### Task prompt
Pick out every line in the material below that contains the word "bare", treating uppercase and lowercase as different, and copy each of those lines in full.

###

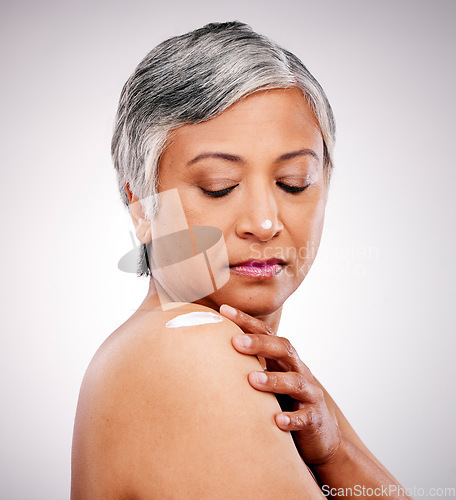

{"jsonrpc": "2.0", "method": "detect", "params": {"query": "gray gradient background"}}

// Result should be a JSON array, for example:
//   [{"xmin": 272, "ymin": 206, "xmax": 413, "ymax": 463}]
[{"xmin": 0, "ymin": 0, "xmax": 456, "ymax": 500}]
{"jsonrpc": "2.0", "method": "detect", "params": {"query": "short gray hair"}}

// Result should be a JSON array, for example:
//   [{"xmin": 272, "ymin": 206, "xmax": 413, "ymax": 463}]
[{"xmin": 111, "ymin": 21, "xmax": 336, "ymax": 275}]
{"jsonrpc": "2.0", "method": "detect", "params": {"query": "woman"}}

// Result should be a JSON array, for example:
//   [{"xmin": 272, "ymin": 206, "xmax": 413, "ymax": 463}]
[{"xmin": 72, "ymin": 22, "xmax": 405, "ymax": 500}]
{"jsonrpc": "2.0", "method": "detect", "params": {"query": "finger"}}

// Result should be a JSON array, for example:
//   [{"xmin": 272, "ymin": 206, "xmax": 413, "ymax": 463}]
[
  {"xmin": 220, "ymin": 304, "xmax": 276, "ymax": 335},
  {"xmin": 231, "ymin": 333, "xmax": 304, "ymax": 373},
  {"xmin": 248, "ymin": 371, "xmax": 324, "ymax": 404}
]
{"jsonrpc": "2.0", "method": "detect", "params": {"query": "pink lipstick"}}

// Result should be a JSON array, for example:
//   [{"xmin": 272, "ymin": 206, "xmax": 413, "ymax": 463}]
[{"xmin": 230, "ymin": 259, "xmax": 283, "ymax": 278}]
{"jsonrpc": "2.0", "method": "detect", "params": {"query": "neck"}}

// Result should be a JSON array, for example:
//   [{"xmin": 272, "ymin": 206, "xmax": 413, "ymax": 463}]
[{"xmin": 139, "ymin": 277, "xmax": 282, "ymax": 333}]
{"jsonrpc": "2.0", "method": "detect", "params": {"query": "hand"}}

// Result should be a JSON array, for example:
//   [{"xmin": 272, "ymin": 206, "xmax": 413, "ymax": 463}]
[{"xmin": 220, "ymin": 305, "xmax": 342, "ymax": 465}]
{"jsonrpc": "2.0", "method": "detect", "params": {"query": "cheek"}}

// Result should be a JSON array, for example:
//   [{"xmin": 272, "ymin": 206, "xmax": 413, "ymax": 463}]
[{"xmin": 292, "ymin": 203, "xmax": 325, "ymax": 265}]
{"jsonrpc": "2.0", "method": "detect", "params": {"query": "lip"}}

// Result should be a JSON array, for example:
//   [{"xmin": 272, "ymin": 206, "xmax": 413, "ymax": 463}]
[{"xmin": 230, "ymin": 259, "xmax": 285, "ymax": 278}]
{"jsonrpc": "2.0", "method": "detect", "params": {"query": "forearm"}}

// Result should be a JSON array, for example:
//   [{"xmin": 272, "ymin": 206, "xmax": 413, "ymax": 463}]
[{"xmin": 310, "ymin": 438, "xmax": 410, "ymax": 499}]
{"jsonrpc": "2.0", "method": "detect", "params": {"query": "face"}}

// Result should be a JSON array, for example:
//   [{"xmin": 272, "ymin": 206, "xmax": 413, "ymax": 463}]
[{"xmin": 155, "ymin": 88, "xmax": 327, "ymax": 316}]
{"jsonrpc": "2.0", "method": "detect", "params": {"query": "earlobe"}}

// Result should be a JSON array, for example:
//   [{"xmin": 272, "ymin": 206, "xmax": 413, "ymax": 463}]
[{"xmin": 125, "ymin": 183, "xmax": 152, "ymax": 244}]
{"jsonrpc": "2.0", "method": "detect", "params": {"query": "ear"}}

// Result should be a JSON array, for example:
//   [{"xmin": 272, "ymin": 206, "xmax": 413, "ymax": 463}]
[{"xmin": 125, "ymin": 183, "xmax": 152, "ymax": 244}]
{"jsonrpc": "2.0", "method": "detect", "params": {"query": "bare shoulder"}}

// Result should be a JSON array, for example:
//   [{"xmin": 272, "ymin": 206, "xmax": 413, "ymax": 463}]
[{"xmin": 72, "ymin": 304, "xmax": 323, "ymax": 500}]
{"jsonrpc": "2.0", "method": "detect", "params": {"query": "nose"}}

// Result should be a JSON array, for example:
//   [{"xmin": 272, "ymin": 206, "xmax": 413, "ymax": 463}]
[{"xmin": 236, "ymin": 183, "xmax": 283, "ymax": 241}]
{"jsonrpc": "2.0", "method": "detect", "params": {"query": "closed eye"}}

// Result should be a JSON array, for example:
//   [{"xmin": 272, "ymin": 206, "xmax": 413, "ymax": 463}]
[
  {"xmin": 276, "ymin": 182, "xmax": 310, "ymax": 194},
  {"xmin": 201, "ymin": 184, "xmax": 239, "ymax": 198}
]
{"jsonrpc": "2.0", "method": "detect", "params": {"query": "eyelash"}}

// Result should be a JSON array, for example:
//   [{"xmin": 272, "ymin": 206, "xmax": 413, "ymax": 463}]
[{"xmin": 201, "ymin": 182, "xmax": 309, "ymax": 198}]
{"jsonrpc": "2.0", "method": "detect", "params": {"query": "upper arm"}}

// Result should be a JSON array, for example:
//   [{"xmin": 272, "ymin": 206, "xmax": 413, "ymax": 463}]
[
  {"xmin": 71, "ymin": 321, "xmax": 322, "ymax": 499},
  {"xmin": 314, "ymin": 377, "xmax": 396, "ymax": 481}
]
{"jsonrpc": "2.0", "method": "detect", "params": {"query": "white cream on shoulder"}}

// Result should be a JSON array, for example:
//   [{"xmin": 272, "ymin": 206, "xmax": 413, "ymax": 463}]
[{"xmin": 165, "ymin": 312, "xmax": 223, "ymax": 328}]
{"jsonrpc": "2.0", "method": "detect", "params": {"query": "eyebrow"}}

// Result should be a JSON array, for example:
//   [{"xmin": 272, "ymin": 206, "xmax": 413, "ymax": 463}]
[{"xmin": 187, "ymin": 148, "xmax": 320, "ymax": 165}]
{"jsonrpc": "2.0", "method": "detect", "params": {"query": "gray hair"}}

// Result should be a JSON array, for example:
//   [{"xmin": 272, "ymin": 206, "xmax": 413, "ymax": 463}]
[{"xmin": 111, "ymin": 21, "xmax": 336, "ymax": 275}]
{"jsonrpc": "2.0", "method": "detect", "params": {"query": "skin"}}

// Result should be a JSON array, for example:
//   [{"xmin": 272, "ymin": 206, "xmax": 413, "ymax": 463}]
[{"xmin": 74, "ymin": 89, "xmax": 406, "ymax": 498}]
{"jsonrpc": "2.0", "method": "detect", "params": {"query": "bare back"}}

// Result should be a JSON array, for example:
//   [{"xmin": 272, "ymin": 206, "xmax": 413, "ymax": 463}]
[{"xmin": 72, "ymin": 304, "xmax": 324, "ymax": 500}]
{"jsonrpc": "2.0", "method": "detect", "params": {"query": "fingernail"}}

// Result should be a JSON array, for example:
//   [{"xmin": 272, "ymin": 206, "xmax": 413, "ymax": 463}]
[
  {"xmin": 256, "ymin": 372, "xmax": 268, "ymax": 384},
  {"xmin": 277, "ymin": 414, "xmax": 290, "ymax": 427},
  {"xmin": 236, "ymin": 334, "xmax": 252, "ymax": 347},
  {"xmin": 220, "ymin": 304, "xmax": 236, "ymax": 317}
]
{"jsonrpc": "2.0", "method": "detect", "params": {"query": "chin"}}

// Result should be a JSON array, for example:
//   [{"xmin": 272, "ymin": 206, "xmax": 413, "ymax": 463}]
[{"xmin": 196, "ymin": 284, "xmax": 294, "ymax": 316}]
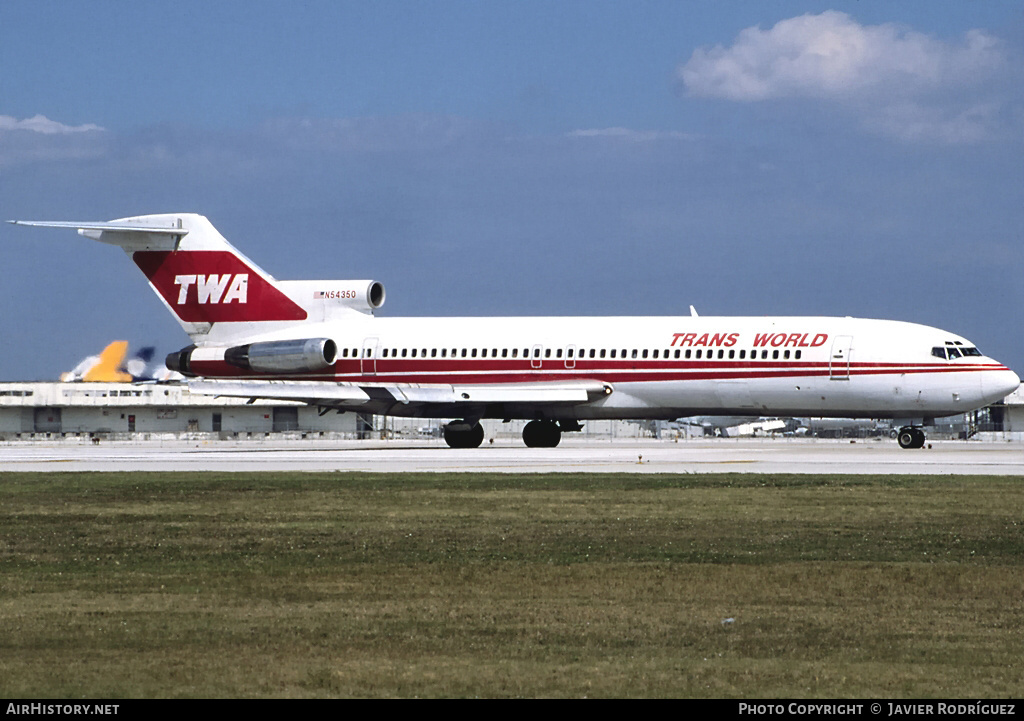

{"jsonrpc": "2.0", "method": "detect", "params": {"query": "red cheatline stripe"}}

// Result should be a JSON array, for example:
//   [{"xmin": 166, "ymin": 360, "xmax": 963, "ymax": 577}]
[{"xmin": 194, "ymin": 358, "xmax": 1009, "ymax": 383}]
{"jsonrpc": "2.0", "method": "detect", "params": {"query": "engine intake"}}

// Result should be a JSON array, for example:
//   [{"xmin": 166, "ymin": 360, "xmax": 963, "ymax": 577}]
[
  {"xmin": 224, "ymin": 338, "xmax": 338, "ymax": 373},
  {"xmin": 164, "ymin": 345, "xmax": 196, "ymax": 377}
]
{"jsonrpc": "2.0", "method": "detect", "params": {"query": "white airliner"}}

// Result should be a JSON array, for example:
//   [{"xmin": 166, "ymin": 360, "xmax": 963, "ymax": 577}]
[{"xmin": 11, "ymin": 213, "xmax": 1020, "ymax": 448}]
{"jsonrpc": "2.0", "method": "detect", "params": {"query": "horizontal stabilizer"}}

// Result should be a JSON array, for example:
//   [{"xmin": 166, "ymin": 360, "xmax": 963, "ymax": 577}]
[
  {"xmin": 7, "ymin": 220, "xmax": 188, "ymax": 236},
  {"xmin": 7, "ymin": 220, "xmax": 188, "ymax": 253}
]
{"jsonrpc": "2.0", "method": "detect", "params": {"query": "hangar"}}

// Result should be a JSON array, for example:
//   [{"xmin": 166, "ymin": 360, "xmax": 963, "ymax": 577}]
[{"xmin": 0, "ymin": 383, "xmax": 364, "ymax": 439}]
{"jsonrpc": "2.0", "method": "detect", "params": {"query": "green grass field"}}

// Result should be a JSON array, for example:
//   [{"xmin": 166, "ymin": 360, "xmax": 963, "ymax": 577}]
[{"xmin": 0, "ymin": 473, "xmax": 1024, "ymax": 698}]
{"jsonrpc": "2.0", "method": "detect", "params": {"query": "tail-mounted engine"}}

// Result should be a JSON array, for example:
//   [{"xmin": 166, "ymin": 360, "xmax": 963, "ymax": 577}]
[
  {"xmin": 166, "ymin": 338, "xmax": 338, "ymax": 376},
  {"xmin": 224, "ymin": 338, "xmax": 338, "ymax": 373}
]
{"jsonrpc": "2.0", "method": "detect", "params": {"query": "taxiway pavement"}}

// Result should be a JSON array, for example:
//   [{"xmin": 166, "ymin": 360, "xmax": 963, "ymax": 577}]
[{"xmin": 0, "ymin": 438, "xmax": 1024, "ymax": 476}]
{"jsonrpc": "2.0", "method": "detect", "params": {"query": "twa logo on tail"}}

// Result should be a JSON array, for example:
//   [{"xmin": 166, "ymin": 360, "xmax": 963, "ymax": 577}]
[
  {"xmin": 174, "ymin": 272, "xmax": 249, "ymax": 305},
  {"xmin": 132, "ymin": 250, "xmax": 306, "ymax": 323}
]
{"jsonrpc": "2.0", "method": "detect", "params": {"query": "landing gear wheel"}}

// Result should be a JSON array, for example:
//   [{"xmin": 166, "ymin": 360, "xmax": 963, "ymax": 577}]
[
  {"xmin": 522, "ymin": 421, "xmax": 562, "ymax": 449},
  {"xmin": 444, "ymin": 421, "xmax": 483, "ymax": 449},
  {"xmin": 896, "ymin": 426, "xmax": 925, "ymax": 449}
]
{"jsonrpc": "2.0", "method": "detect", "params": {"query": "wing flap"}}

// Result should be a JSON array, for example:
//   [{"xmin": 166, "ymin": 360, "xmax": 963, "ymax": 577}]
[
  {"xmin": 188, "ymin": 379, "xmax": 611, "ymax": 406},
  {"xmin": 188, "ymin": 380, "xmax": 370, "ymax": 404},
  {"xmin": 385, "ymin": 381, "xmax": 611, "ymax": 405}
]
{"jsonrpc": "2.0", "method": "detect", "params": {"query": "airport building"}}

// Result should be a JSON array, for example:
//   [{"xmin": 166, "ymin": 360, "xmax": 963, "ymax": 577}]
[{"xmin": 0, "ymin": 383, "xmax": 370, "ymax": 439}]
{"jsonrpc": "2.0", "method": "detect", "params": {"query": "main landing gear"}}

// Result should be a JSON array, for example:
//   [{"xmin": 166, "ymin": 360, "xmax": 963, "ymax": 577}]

###

### Solution to the exercise
{"jsonrpc": "2.0", "method": "detect", "params": {"query": "bare shoulder"}}
{"jsonrpc": "2.0", "method": "detect", "params": {"query": "bare back"}}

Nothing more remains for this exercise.